• TASK GOAL:
Below are some records. Reproduce them exactly from their first line through the line with "Pin the hazy", inclusive.

====== MATERIAL SHOWN ======

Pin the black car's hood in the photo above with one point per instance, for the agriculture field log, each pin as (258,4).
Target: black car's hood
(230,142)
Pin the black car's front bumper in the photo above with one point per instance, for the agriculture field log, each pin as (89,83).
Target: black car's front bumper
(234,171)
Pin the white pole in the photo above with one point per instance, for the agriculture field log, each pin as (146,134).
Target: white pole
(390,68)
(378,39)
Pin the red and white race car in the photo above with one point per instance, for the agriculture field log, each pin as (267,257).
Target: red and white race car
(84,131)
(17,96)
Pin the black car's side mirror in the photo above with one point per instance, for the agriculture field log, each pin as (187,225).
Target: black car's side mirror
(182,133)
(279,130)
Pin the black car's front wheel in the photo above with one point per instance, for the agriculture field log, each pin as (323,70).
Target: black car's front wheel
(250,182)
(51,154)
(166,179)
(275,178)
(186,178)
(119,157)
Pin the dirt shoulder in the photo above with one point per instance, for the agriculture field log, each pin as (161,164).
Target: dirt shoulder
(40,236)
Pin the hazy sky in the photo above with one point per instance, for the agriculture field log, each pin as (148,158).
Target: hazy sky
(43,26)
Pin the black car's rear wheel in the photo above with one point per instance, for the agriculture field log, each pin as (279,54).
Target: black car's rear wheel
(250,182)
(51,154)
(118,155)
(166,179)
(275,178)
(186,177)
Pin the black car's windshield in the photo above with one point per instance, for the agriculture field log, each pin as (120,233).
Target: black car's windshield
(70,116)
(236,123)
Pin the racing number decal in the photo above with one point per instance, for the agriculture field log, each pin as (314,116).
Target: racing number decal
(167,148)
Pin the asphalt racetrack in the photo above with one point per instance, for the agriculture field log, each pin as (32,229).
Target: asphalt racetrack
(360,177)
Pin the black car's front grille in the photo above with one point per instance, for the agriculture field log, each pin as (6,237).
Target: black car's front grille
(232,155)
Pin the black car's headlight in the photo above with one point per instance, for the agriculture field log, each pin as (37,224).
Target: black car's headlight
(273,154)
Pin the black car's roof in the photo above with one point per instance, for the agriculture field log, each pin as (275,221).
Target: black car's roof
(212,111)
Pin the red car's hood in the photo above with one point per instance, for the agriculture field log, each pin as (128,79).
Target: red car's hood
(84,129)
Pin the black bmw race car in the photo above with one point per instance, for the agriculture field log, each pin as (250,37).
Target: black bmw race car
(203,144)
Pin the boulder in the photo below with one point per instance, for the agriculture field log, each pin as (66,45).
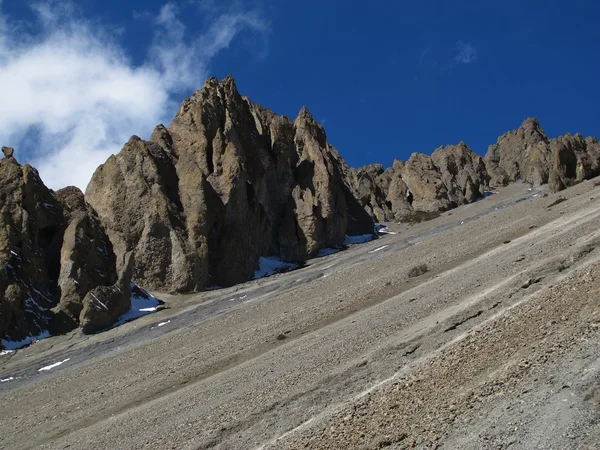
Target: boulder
(522,154)
(103,305)
(226,183)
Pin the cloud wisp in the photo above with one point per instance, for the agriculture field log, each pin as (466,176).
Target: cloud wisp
(465,53)
(71,95)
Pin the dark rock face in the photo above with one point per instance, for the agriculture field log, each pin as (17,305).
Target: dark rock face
(574,159)
(528,155)
(53,251)
(226,183)
(451,176)
(520,155)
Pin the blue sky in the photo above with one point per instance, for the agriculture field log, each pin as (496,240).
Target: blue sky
(386,78)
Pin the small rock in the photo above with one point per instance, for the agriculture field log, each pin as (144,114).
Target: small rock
(8,152)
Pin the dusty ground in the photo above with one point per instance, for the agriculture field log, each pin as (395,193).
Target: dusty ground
(496,345)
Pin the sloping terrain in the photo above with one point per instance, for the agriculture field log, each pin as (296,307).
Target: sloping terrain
(478,329)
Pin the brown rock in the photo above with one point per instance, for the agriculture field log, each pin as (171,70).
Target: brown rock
(520,155)
(8,152)
(226,183)
(103,305)
(574,159)
(52,252)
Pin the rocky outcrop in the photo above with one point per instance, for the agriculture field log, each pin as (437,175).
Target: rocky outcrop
(522,154)
(528,155)
(574,159)
(226,183)
(53,251)
(451,176)
(103,305)
(371,184)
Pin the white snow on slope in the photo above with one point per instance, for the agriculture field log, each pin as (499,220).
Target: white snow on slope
(52,366)
(272,265)
(15,345)
(358,239)
(327,252)
(140,307)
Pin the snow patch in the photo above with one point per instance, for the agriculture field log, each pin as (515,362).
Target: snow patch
(272,265)
(52,366)
(327,252)
(377,249)
(140,306)
(350,240)
(15,345)
(383,229)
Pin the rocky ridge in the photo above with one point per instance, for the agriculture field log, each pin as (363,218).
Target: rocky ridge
(226,183)
(455,175)
(53,254)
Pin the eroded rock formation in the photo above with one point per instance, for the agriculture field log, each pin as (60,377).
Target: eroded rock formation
(226,183)
(53,251)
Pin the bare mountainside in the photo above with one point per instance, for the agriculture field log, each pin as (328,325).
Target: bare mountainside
(492,344)
(204,201)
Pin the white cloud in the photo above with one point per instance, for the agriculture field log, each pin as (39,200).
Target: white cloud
(466,53)
(71,96)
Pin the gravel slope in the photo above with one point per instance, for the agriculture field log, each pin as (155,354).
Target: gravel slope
(351,351)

======

• TASK RESULT:
Pin the black car's hood in the photo above with one point per instance, for the agriculture field log, each pin as (258,4).
Target: black car's hood
(230,142)
Pin the black car's front bumper in the photo above with one point per instance, for the agriculture field log, each pin as (89,83).
Target: black car's front bumper
(234,171)
Pin the white pole in the photo above with one point per instance, for the agriculture field log, each pin as (146,134).
Target: white pole
(390,68)
(378,39)
Pin the red and white race car in the photo above with one point per instance, for the agriculture field log, each pin as (267,257).
Target: red and white race car
(84,131)
(17,96)
Pin the black car's side mirror in the photo above with one point per instance, for the agriculture field log, each pin as (187,225).
Target: black car's side mirror
(182,133)
(279,130)
Pin the black car's front wheel in the photo above with one point per instance, for the agriculture field log, each pin as (323,70).
Target: black car's front wheel
(250,182)
(51,154)
(166,179)
(275,178)
(186,178)
(119,157)
Pin the dirt shoulder in the photo above with one point per instance, for the agriculture field log, each pin as (161,164).
Target: dirt shoulder
(40,236)
Pin the hazy sky in the photo above with one point per instance, for the agriculture field log, each pin as (148,158).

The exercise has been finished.